_Try it_
Copy exactly, and copy only, the lines from the one bearing "Reviewer note: confirm that every instance of the blue" through the final line of the records.

** Record set follows **

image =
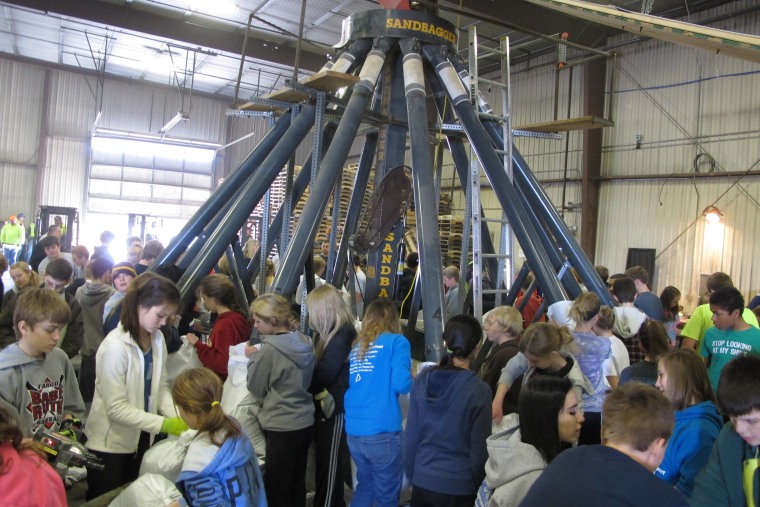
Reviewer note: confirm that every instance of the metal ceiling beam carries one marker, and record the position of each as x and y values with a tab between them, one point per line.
129	18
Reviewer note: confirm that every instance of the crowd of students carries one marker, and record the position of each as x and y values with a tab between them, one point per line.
596	405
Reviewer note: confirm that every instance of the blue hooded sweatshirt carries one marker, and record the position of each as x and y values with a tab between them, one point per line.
232	478
694	432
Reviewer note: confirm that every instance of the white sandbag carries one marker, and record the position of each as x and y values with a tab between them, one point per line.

** End of Record set **

_Result below_
Reviewer note: confirm that every instance of the blue hooded sweatshirt carries one marker, and record the position of each as x and y values with a tab between them, one point per line.
232	478
694	432
Reviewer note: confirm that every instance of the white sandbag carries one marker, and record the position of each as x and y values with a tab between them, one point per line.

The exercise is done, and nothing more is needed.